## STATED EXERCISE 1
According to the novelty detection documentation, what does NovelEntityMatcher combine to serve as the main public entry point for novelty-aware matching? Answer in one to three sentences.
## STATED EXERCISE 2
Continue the novelty detection documentation from the end of its third stage.

***** EXTRACTED TEXT

Novelty Detection¶

`novelentitymatcher.novelty.entity_matcher` ¶

Primary orchestration API for classification plus novel-class detection.

This module promotes NovelEntityMatcher to the main public entry point for novelty-aware matching. It wraps a fitted Matcher together with the multi-signal NoveltyDetector and optional LLMClassProposer.

Classes¶

`NovelEntityMatchResult(id, score, is_match, is_novel, novel_score=None, match_method='accepted_known', alternatives=list(), signals=dict(), predicted_id=None, metadata=dict())` `dataclass` ¶

Operational result for a single novelty-aware match decision.

`NovelEntityMatcher(entities=None, *, matcher=None, model='potion-32m', mode='zero-shot', acceptance_threshold=None, detection_config=None, llm_provider=None, llm_model=None, llm_api_keys=None, output_dir='./proposals', auto_save=True, match_threshold=None, novelty_strategy='confidence', confidence_threshold=0.3, knn_k=5, knn_distance_threshold=0.6, min_cluster_size=5, use_novelty_detector=True, review_storage_path='./proposals/review_records.json')` ¶

Bases: DiscoveryBase

Primary public API for novelty-aware matching.

The class orchestrates three stages: 1. Retrieve rich matcher metadata with top-k candidates and embeddings. 2. Score novelty using ANN-backed multi-signal detection. 3. Optionally propose new class names for novel batches.

**********
***** DATA SECTION

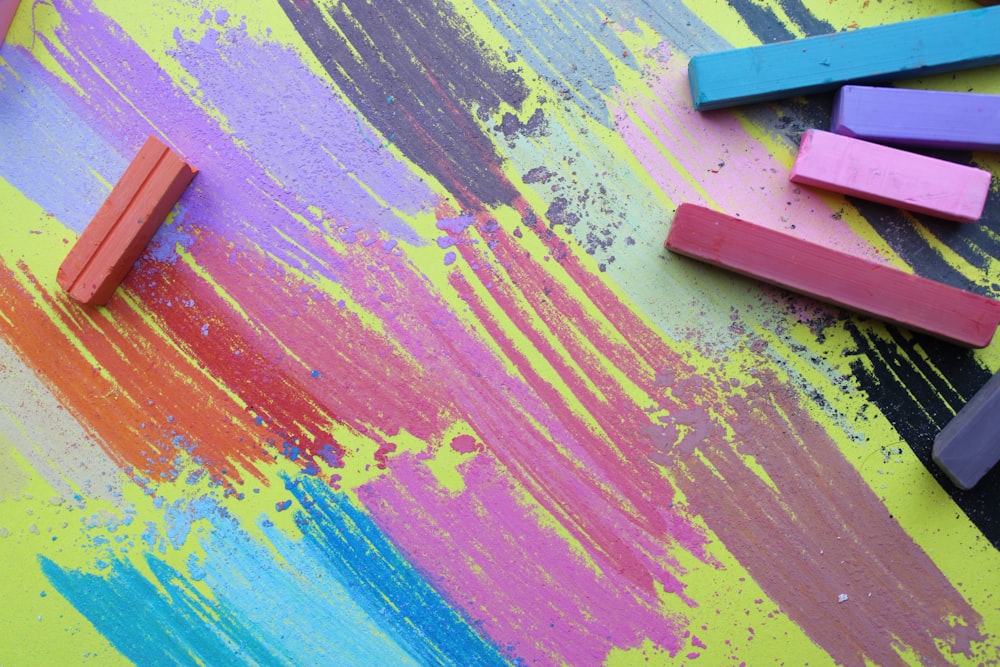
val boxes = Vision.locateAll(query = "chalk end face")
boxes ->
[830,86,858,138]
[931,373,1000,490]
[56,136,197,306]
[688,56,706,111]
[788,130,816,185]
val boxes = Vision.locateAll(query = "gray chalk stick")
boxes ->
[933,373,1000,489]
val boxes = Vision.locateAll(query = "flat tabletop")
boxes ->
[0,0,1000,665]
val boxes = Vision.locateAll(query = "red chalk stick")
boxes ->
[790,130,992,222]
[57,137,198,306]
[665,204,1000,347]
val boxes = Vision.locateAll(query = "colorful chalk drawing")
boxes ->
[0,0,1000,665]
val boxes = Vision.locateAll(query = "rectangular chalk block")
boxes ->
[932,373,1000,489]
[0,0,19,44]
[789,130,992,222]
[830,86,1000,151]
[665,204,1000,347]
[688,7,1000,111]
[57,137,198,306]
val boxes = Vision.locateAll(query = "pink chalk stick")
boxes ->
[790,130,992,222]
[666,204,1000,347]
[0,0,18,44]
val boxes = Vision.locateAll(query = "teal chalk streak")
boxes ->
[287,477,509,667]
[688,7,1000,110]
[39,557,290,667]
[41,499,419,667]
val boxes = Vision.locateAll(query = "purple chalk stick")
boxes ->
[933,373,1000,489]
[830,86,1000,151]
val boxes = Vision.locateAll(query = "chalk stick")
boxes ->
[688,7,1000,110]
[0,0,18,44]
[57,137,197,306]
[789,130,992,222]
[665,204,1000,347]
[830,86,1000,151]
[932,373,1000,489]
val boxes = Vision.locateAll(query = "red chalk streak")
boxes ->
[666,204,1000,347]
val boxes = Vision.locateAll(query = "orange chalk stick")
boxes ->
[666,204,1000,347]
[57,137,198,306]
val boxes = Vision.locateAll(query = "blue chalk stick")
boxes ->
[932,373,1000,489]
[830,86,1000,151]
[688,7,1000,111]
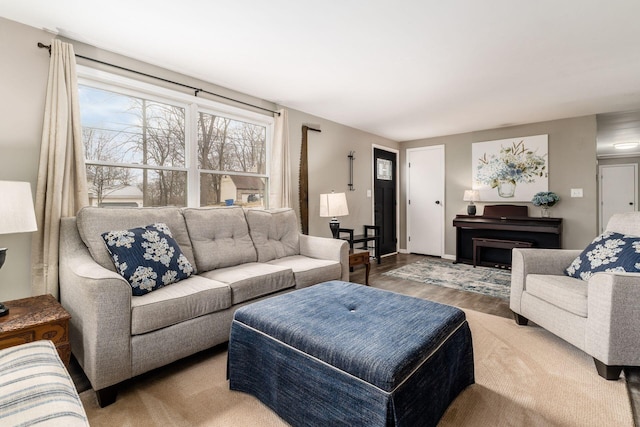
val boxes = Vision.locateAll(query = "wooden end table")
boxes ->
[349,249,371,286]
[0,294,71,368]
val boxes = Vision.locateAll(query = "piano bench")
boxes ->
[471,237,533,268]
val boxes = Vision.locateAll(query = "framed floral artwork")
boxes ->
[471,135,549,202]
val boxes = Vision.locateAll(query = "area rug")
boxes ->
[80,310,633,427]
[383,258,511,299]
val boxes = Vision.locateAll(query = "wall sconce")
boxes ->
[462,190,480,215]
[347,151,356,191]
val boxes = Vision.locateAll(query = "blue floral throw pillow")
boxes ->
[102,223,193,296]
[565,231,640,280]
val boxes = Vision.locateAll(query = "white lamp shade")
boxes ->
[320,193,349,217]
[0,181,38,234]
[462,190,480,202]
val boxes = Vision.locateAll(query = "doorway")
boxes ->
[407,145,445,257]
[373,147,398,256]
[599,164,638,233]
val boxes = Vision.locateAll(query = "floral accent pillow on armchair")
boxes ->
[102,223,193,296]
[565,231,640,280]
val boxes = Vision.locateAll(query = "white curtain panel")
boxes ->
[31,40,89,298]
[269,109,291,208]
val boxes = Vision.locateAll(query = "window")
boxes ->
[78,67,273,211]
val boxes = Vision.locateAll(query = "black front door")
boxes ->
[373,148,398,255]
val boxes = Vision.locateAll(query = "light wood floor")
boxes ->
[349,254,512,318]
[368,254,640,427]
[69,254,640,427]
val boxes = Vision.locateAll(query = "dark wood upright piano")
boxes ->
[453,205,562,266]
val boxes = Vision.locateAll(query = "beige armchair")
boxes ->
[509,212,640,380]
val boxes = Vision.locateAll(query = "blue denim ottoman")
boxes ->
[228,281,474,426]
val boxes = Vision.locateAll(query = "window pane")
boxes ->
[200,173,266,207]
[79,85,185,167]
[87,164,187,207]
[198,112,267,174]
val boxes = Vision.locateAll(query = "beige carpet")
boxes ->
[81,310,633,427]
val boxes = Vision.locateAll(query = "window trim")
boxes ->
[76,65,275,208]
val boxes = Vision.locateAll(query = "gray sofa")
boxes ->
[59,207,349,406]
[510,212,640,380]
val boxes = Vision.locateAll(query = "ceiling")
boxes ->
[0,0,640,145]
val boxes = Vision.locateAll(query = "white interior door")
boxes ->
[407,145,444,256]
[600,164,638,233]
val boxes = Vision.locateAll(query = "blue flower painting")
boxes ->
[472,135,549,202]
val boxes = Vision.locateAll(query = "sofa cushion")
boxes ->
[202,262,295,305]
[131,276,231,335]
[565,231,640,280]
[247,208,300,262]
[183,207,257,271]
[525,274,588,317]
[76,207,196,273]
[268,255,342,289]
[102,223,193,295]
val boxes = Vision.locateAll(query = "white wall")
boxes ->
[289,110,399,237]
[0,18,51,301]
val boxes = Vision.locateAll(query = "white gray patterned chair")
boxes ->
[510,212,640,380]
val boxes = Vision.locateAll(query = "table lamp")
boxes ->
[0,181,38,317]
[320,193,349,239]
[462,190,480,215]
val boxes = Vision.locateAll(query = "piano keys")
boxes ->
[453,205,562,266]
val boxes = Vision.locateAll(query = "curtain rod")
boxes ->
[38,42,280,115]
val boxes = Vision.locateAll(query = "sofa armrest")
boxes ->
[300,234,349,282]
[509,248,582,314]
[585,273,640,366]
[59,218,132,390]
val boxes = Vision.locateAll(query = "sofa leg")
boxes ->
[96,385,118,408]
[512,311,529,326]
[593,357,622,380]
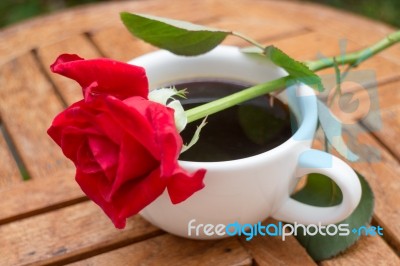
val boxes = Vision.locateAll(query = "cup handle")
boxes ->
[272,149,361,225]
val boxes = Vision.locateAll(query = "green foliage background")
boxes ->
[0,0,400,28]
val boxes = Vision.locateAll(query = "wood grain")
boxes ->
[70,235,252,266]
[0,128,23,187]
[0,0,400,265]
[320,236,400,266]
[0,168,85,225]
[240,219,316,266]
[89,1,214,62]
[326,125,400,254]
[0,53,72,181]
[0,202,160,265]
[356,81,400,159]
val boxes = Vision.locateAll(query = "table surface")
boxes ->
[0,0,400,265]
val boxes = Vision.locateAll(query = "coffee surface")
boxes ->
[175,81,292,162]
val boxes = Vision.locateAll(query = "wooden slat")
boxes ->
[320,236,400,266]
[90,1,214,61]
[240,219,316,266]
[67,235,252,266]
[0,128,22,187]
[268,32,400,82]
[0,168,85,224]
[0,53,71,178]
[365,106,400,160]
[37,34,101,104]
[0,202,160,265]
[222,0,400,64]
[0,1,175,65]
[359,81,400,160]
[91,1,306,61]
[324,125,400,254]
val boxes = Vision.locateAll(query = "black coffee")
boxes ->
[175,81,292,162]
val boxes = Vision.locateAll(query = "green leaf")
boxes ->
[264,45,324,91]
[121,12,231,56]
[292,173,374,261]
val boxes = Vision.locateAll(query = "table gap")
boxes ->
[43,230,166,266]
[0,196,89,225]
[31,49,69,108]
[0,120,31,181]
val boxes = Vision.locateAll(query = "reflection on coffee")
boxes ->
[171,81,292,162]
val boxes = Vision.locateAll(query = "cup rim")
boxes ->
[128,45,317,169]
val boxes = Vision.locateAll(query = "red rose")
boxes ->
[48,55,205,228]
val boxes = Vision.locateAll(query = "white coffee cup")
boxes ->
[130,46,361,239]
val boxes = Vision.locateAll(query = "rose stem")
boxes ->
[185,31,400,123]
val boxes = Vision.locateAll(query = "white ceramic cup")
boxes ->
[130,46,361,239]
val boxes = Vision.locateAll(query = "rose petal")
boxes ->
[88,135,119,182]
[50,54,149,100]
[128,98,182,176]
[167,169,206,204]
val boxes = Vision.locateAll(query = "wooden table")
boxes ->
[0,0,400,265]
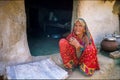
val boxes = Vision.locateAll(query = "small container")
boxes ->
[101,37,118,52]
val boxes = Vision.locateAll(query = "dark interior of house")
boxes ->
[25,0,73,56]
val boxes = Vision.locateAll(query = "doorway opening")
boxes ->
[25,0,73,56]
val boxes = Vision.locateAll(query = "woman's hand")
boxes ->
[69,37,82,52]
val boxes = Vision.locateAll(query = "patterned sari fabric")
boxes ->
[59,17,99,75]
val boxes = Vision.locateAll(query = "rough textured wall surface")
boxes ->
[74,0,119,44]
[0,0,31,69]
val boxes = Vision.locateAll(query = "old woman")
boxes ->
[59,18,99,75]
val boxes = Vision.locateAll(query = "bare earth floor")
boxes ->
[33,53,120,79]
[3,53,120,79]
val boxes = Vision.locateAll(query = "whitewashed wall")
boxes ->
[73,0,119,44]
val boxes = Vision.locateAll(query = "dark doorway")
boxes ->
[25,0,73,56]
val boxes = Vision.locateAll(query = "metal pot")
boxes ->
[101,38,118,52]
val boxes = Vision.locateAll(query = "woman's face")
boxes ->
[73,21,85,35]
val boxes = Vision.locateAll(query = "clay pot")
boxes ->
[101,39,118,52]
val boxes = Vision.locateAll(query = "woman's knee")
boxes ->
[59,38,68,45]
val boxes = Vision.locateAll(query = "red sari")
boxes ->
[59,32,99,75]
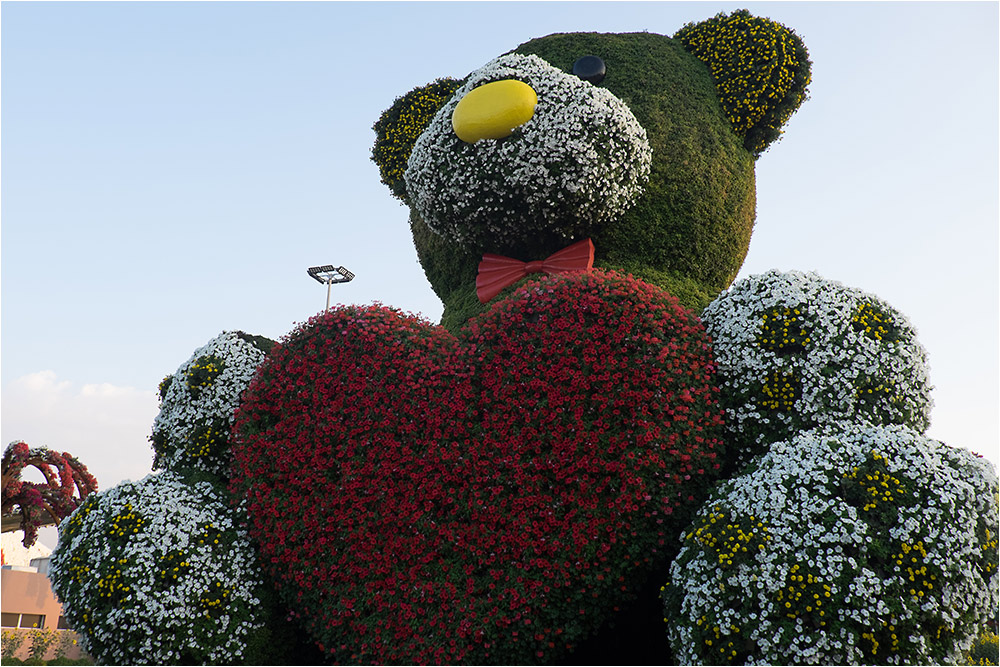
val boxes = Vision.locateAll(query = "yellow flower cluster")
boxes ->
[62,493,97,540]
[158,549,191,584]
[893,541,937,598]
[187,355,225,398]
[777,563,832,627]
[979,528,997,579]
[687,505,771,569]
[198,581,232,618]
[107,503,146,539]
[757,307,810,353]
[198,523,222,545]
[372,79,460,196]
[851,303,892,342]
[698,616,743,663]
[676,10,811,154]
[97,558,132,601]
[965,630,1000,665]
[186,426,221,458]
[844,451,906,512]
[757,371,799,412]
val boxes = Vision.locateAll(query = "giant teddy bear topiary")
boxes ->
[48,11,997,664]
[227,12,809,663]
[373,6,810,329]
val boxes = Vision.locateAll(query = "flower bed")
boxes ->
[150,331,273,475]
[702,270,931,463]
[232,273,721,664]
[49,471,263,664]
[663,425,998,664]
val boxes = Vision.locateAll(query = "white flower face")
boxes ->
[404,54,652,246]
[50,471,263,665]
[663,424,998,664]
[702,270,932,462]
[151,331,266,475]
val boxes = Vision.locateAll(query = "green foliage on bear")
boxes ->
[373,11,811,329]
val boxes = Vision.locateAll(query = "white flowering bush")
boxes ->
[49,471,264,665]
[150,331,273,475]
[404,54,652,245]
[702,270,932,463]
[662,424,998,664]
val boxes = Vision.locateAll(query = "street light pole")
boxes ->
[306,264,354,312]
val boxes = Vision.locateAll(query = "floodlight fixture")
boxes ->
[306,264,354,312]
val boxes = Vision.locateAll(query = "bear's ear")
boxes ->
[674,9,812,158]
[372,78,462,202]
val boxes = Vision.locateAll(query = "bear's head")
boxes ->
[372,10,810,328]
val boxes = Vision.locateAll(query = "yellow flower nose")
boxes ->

**********

## TASK OUTPUT 1
NovelEntityMatcher wraps a fitted Matcher together with the multi-signal NoveltyDetector and an optional LLMClassProposer. With these it runs three stages: retrieving matcher metadata with top-k candidates and embeddings, scoring novelty with ANN-backed multi-signal detection, and optionally proposing new class names for novel batches.

## TASK OUTPUT 2
Source code in src/novelentitymatcher/novelty/entity_matcher.py

def __init__(
    self,
    entities: list[dict[str, Any]] | None = None,
    *,
    matcher: Matcher | None = None,
    model: str = "potion-32m",
    mode: str = "zero-shot",
    acceptance_threshold: float | None = None,
    detection_config: DetectionConfig | dict[str, Any] | None = None,
    llm_provider: str | None = None,
    llm_model: str | None = None,
    llm_api_keys: dict[str, str] | None = None,
    output_dir: str = "./proposals",
    auto_save: bool = True,
    match_threshold: float | None = None,
    novelty_strategy: str = "confidence",
    confidence_threshold: float = 0.3,
    knn_k: int = 5,
    knn_distance_threshold: float = 0.6,
    min_cluster_size: int = 5,
    use_novelty_detector: bool = True,
    review_storage_path: str = "./proposals/review_records.json",
):
    if matcher is None:
        if entities is None:
            raise ValueError("entities is required when matcher is not provided")
        threshold = (
            acceptance_threshold
            if acceptance_threshold is not None
            else (match_threshold if match_threshold is not None else 0.5)
        )
        matcher = Matcher(
            entities=entities,
            model=model,
            mode=mode,
            threshold=threshold,
        )

    self.matcher = matcher
    self.entities = (
        entities if entities is not None else list(getattr(matcher, "entities", []))
    )
    self.acceptance_threshold = (
        acceptance_threshold
        if acceptance_threshold is not None
        else (
            match_threshold
            if match_threshold is not None
            else getattr(self.matcher, "threshold", 0.5)
        )
    )
    self.output_dir = output_dir
    self.auto_save = auto_save
    self.use_novelty_detector = use_novelty_detector

    self.detection_config = self._coerce_detection_config(
        detection_config=detection_config,
        novelty_strategy=novelty_strategy,
        confidence_threshold=confidence_threshold,
        knn_k=knn_k,
        knn_distance_threshold=knn_distance_threshold,
        min_cluster_size=min_cluster_size,
    )
    self.detector = NoveltyDetector(config=self.detection_config)
    clustering_config = self.detection_config.clustering or ClusteringConfig(
        min_cluster_size=min_cluster_size
    )
    self.clusterer = ScalableClusterer(
        min_cluster_size=clustering_config.min_cluster_size
    )
    self.llm_proposer = LLMClassProposer(
        primary_model=llm_model,
        provider=llm_provider,
        api_keys=llm_api_keys,
    )
    self.review_manager = ProposalReviewManager(review_storage_path)

Functions¶

`novelentitymatcher.novelty.core.detector` ¶

Core novelty detector with strategy orchestration.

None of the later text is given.